In the job description, how many days a week is the AI QA Engineer expected to work in the client's London office?

• **Study text**
* * * * * * * * *
Job Description
We’re supporting a financial services organisation building an enterprise AI platform and are looking for an AI QA Engineer to help define how large scale automated testing operates across a RAG-enabled ecosystem and help ensure their AI platforms are accurate, secure and production ready.
You’ll be responsible for validating LLM and RAG-based AI systems, building automated testing approaches around AI behaviours and helping define how AI quality, hallucinations, security and observability are measured at scale.
What you’ll be doing:
* Designing automated testing strategies for AI/LLM systems
* Validating RAG pipelines and retrieval accuracy
* Building frameworks to test AI quality, consistency and performance
* Measuring and assessing hallucinations and model behaviour
* Testing AI security boundaries, permissions and access controls
* Supporting observability and reporting through Datadog dashboards
* Working with engineering teams to define AI quality standards
* Testing agentic workflows and integrations including MCP environments
What they’re looking for:
* Strong background in large-scale test automation/QA engineering
* Previous experience testing AI systems, LLMs or GenAI applications
* Experience validating RAG architectures
* Knowledge of hallucination testing/evaluation frameworks
* Exposure to AWS Bedrock and Python
* Understanding of AI security, access controls and governance
* Familiarity with observability tooling (Datadog ideal)
* Bonus: MCP/agent frameworks experience
This is a 6-month contract paying £650 a day (inside IR35/umbrella rate). The client operate a hybrid working model and you will be expected to work 3 days a week in their London-based office.
* * * * * * * * *
• **Given information**
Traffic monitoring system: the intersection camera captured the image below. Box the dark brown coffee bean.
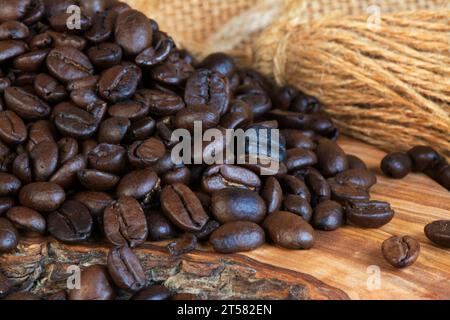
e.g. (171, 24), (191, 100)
(381, 236), (420, 268)
(0, 111), (27, 144)
(312, 200), (345, 231)
(6, 207), (47, 234)
(19, 182), (66, 212)
(73, 191), (113, 217)
(131, 285), (172, 301)
(78, 169), (120, 191)
(103, 197), (148, 248)
(0, 217), (19, 253)
(107, 246), (146, 292)
(160, 183), (209, 232)
(211, 188), (267, 224)
(47, 47), (94, 83)
(381, 152), (412, 179)
(128, 138), (166, 168)
(67, 265), (115, 300)
(47, 200), (93, 242)
(345, 201), (394, 228)
(425, 220), (450, 248)
(263, 211), (315, 249)
(202, 165), (261, 193)
(261, 177), (283, 214)
(209, 221), (265, 253)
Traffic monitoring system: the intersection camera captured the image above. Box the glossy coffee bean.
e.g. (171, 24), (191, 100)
(312, 200), (345, 231)
(211, 188), (267, 224)
(160, 183), (209, 232)
(107, 246), (146, 292)
(6, 207), (47, 234)
(67, 265), (116, 300)
(345, 201), (394, 228)
(19, 182), (66, 212)
(0, 217), (19, 253)
(209, 221), (265, 253)
(425, 220), (450, 248)
(381, 236), (420, 268)
(103, 197), (148, 248)
(263, 211), (315, 249)
(47, 200), (93, 243)
(381, 152), (412, 179)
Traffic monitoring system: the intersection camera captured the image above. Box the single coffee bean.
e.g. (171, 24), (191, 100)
(312, 200), (345, 231)
(211, 188), (267, 224)
(47, 200), (93, 242)
(131, 285), (172, 301)
(19, 182), (66, 212)
(381, 236), (420, 268)
(425, 220), (450, 248)
(0, 217), (19, 253)
(117, 169), (160, 202)
(263, 211), (315, 249)
(160, 183), (209, 232)
(345, 201), (394, 228)
(209, 221), (265, 253)
(408, 146), (441, 172)
(146, 211), (177, 241)
(67, 265), (115, 300)
(6, 207), (47, 234)
(381, 152), (412, 179)
(0, 172), (22, 197)
(316, 139), (348, 178)
(283, 194), (313, 222)
(107, 246), (146, 292)
(261, 177), (283, 214)
(103, 197), (148, 248)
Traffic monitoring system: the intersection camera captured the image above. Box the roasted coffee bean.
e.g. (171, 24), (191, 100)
(67, 265), (116, 300)
(47, 200), (93, 242)
(312, 200), (345, 231)
(73, 191), (114, 217)
(47, 46), (94, 83)
(261, 177), (283, 214)
(263, 211), (315, 249)
(107, 246), (146, 292)
(211, 188), (267, 224)
(345, 201), (394, 228)
(0, 172), (22, 197)
(335, 169), (377, 189)
(0, 217), (19, 253)
(103, 197), (148, 248)
(408, 146), (441, 172)
(202, 165), (261, 193)
(19, 182), (66, 212)
(6, 207), (47, 234)
(160, 183), (209, 232)
(131, 285), (172, 301)
(146, 211), (177, 241)
(167, 232), (197, 256)
(49, 154), (86, 190)
(316, 139), (348, 178)
(52, 102), (97, 139)
(0, 110), (27, 144)
(425, 220), (450, 248)
(209, 221), (265, 253)
(283, 194), (313, 222)
(381, 236), (420, 268)
(115, 10), (153, 56)
(128, 138), (166, 168)
(87, 143), (127, 173)
(78, 169), (120, 191)
(116, 169), (159, 202)
(381, 152), (412, 179)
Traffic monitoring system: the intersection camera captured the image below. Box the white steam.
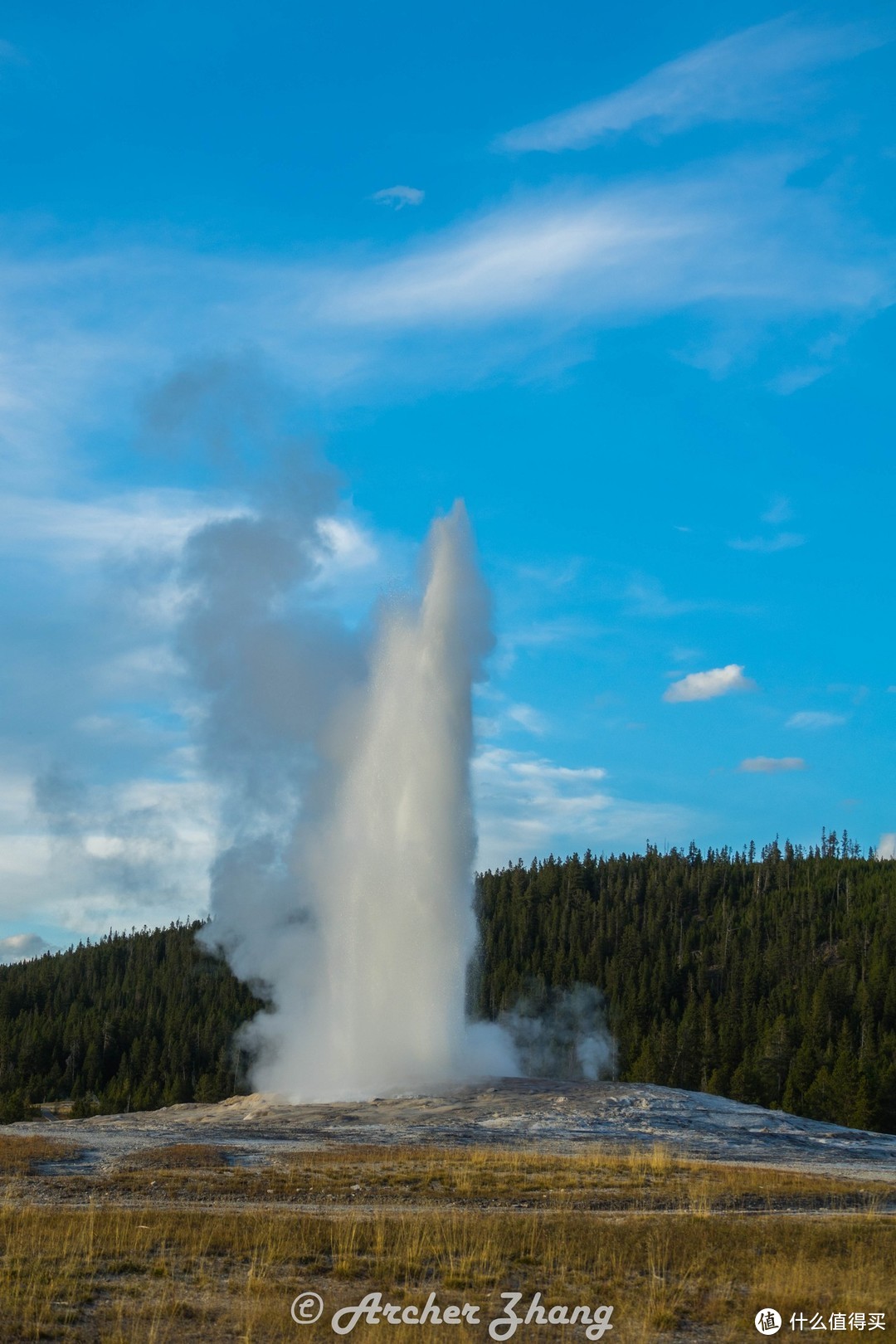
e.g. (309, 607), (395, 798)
(164, 362), (612, 1101)
(251, 504), (514, 1099)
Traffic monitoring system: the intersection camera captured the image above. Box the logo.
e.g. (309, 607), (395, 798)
(289, 1293), (324, 1325)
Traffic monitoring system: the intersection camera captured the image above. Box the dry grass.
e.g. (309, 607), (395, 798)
(0, 1145), (896, 1344)
(75, 1144), (896, 1214)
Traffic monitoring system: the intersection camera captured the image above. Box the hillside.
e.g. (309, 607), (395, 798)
(0, 836), (896, 1133)
(475, 835), (896, 1133)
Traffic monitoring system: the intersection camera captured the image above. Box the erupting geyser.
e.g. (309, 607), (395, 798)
(200, 503), (516, 1101)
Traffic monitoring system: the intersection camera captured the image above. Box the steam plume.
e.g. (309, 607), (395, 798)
(187, 489), (516, 1099)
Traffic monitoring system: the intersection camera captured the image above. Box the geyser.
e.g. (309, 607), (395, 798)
(256, 503), (512, 1099)
(197, 503), (517, 1101)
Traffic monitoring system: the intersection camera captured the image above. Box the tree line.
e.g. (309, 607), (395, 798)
(475, 833), (896, 1133)
(0, 833), (896, 1133)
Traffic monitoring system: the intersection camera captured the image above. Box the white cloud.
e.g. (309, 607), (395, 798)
(738, 757), (806, 774)
(768, 364), (830, 397)
(0, 757), (217, 936)
(0, 489), (237, 564)
(497, 17), (880, 153)
(473, 747), (694, 869)
(785, 709), (846, 728)
(762, 494), (794, 523)
(371, 187), (425, 210)
(314, 518), (379, 579)
(0, 933), (55, 964)
(506, 704), (548, 737)
(318, 158), (889, 341)
(625, 577), (707, 620)
(662, 663), (757, 704)
(876, 830), (896, 859)
(728, 533), (806, 555)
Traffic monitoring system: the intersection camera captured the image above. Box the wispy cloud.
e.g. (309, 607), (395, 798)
(876, 830), (896, 859)
(318, 158), (889, 331)
(625, 577), (708, 620)
(506, 704), (548, 738)
(662, 663), (757, 704)
(738, 757), (806, 774)
(762, 494), (794, 524)
(473, 747), (694, 869)
(0, 933), (54, 964)
(371, 187), (426, 210)
(785, 709), (846, 731)
(497, 17), (881, 153)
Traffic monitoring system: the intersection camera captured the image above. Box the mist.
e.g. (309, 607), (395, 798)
(167, 362), (606, 1101)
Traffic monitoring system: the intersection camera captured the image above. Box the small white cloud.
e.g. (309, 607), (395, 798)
(0, 933), (54, 964)
(762, 494), (794, 523)
(738, 757), (806, 774)
(785, 709), (846, 730)
(508, 704), (548, 737)
(371, 187), (426, 210)
(314, 518), (379, 578)
(768, 364), (830, 397)
(473, 747), (694, 869)
(662, 663), (757, 704)
(728, 533), (806, 555)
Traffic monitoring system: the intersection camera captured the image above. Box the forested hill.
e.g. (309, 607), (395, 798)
(0, 923), (262, 1119)
(0, 837), (896, 1132)
(477, 835), (896, 1133)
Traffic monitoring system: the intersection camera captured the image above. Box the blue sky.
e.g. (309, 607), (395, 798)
(0, 2), (896, 956)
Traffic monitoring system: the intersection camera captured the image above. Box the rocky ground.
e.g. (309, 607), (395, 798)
(8, 1078), (896, 1181)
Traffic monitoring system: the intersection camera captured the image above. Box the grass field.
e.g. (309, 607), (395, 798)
(0, 1136), (896, 1344)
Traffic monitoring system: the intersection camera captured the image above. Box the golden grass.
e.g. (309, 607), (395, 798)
(87, 1144), (896, 1215)
(0, 1207), (896, 1342)
(0, 1145), (896, 1344)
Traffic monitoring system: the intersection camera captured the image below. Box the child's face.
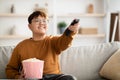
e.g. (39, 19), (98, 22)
(29, 16), (48, 34)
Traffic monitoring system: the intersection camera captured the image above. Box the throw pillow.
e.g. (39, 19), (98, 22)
(100, 49), (120, 80)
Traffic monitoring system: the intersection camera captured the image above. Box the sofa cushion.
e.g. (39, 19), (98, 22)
(100, 49), (120, 80)
(60, 42), (120, 80)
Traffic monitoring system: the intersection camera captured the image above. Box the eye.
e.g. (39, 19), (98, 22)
(35, 19), (39, 22)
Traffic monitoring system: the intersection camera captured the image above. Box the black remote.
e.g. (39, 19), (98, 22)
(66, 19), (79, 36)
(70, 19), (79, 25)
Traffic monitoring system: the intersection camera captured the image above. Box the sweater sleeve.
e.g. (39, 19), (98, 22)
(6, 47), (20, 79)
(52, 28), (76, 52)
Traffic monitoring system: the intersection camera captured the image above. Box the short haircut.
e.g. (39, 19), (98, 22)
(28, 11), (47, 24)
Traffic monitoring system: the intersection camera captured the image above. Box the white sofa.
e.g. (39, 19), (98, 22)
(0, 42), (120, 80)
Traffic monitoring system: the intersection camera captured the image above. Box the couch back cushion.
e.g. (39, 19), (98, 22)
(60, 42), (120, 80)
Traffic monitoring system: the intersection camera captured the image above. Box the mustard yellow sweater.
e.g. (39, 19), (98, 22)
(6, 29), (74, 79)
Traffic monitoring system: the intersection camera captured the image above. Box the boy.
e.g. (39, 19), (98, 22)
(6, 11), (79, 80)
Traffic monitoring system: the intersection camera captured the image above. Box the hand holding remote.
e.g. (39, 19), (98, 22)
(69, 19), (79, 32)
(70, 19), (79, 25)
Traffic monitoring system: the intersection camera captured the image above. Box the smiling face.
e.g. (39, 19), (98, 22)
(29, 15), (48, 35)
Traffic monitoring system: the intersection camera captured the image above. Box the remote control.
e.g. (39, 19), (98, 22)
(70, 19), (79, 25)
(66, 19), (79, 36)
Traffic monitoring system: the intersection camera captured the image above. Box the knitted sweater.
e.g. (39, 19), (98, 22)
(6, 29), (75, 79)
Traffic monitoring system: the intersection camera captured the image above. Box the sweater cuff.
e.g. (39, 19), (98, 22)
(64, 28), (76, 36)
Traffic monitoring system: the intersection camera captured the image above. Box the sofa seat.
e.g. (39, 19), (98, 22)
(0, 42), (120, 80)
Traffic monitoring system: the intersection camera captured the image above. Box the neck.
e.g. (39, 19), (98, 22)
(32, 34), (46, 41)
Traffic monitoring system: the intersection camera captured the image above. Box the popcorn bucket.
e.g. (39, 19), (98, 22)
(22, 58), (44, 79)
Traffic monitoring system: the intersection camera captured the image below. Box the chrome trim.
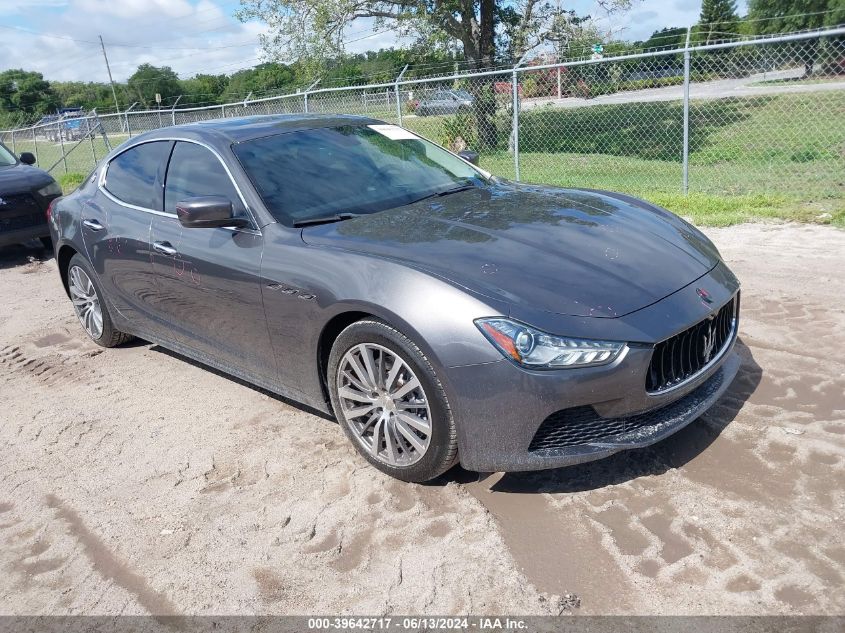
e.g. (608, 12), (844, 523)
(645, 295), (739, 396)
(97, 136), (261, 235)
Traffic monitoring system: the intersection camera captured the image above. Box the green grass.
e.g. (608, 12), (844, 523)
(17, 91), (845, 227)
(56, 172), (85, 195)
(481, 91), (845, 227)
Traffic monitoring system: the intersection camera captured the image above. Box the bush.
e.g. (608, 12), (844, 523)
(440, 112), (478, 152)
(59, 172), (85, 195)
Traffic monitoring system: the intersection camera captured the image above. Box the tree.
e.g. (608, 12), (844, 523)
(0, 69), (60, 121)
(697, 0), (739, 44)
(224, 62), (300, 101)
(237, 0), (632, 148)
(748, 0), (845, 77)
(127, 64), (182, 108)
(637, 26), (687, 51)
(179, 74), (229, 106)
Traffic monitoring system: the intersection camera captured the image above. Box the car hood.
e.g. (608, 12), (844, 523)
(0, 163), (53, 196)
(302, 182), (720, 318)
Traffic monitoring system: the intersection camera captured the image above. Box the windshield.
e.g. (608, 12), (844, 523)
(234, 125), (486, 226)
(0, 143), (18, 167)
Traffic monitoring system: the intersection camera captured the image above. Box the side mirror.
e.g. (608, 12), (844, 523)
(176, 196), (248, 229)
(458, 149), (478, 165)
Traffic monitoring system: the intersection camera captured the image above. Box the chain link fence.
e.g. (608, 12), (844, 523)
(0, 27), (845, 212)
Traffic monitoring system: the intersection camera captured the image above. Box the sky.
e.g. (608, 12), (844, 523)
(0, 0), (745, 81)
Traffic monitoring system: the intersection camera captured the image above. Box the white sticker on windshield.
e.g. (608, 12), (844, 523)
(367, 124), (419, 141)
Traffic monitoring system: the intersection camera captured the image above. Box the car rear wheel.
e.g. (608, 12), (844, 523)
(328, 320), (458, 482)
(67, 254), (133, 347)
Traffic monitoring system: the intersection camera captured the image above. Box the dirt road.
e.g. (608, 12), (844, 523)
(0, 225), (845, 614)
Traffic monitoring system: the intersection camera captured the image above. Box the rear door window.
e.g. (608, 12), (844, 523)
(164, 141), (247, 217)
(105, 141), (173, 211)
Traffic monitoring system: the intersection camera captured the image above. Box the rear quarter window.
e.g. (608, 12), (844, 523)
(104, 141), (173, 211)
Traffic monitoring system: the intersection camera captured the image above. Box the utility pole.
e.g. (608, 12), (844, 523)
(100, 35), (120, 114)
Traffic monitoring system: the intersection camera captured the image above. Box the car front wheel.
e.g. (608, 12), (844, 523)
(328, 320), (458, 482)
(67, 254), (133, 347)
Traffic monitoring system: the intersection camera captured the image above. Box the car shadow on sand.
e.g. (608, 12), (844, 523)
(438, 339), (763, 494)
(0, 240), (53, 270)
(148, 339), (337, 424)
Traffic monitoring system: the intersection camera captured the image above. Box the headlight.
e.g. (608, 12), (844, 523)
(38, 180), (62, 198)
(475, 317), (625, 369)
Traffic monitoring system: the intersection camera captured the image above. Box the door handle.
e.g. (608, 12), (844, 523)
(82, 220), (105, 231)
(153, 242), (176, 255)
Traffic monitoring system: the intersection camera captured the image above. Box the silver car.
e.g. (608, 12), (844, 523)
(50, 115), (739, 481)
(416, 90), (475, 116)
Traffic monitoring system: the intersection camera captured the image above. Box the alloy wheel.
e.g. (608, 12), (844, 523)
(337, 343), (431, 467)
(68, 266), (103, 341)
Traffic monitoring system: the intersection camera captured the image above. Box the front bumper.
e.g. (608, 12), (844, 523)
(0, 220), (50, 247)
(450, 330), (740, 472)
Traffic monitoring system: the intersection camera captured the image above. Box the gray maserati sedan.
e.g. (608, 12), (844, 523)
(50, 115), (739, 481)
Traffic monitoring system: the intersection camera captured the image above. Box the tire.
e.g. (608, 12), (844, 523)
(67, 253), (134, 347)
(326, 319), (458, 482)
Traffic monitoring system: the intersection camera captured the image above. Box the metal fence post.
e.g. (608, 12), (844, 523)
(511, 51), (528, 182)
(393, 64), (408, 127)
(683, 26), (692, 195)
(123, 101), (138, 138)
(56, 125), (67, 173)
(170, 95), (182, 125)
(32, 128), (39, 165)
(511, 68), (519, 182)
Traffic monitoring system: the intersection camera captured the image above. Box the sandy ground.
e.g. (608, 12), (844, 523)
(0, 225), (845, 614)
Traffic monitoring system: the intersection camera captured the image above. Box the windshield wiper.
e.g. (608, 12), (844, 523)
(293, 213), (359, 228)
(409, 184), (477, 204)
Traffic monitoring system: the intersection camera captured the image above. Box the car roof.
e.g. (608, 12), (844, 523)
(136, 114), (383, 143)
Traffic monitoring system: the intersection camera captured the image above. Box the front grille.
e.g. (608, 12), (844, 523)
(528, 407), (633, 451)
(528, 374), (723, 453)
(646, 294), (739, 393)
(0, 194), (47, 232)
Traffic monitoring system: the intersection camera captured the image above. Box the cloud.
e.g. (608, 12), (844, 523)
(0, 0), (745, 90)
(0, 0), (264, 87)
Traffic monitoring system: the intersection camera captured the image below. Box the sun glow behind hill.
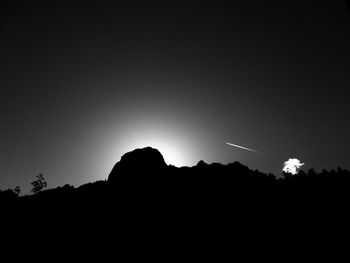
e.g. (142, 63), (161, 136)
(100, 117), (198, 167)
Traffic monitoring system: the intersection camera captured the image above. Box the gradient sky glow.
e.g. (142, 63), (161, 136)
(0, 0), (350, 195)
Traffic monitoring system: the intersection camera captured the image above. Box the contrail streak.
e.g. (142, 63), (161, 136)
(226, 142), (262, 153)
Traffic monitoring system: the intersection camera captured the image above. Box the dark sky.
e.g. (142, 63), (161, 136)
(0, 0), (350, 194)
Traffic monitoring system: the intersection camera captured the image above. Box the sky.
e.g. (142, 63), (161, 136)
(0, 0), (350, 192)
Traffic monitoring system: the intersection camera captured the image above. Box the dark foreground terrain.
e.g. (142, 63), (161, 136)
(0, 148), (350, 258)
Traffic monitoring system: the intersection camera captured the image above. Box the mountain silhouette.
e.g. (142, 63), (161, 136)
(0, 147), (350, 254)
(108, 147), (167, 184)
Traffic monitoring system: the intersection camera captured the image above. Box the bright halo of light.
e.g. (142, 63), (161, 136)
(106, 122), (194, 167)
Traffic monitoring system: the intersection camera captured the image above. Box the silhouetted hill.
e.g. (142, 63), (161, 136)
(0, 147), (350, 255)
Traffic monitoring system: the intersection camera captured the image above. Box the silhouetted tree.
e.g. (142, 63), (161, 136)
(31, 174), (47, 194)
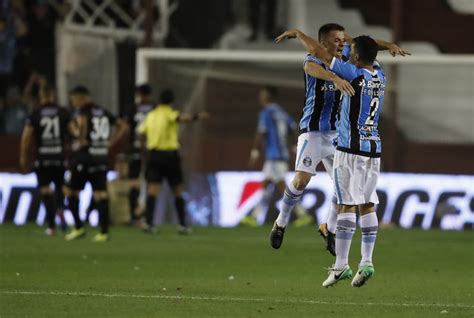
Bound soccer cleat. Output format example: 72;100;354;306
141;222;157;234
351;264;375;287
240;215;258;227
178;225;193;235
270;222;285;250
323;265;352;288
318;223;336;256
92;233;109;243
64;227;86;241
293;214;314;227
44;227;56;236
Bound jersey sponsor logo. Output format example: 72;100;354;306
303;156;313;167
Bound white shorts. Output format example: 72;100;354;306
262;160;288;183
334;150;380;205
295;131;337;178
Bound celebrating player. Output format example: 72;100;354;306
65;86;128;242
124;84;154;222
138;89;208;234
280;31;394;287
241;87;312;226
270;24;354;254
20;86;70;235
271;23;410;255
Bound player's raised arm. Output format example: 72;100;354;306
344;32;411;56
176;111;209;123
275;29;332;66
20;124;33;171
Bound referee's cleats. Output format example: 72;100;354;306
64;227;86;241
270;222;285;249
318;223;336;256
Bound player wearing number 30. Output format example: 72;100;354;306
66;86;128;242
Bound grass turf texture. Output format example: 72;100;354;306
0;225;474;318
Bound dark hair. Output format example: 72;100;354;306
39;84;54;96
318;23;345;41
160;88;174;104
353;35;378;65
263;86;278;100
135;84;151;96
69;85;90;96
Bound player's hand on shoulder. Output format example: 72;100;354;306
388;43;411;56
20;156;30;173
334;77;355;96
275;29;299;43
249;148;260;167
198;111;211;120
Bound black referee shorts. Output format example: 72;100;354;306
146;151;183;188
66;164;107;191
128;159;142;179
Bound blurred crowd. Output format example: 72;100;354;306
0;0;152;135
0;0;67;135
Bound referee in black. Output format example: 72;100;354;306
139;89;209;234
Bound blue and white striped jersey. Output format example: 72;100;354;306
330;58;385;157
257;104;296;161
299;44;350;133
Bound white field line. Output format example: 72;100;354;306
0;290;474;308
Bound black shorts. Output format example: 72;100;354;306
67;164;107;191
35;163;64;191
146;151;183;188
128;159;142;179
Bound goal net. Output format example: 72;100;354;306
* * * * * * * * *
• **Response to this task**
Three days a week.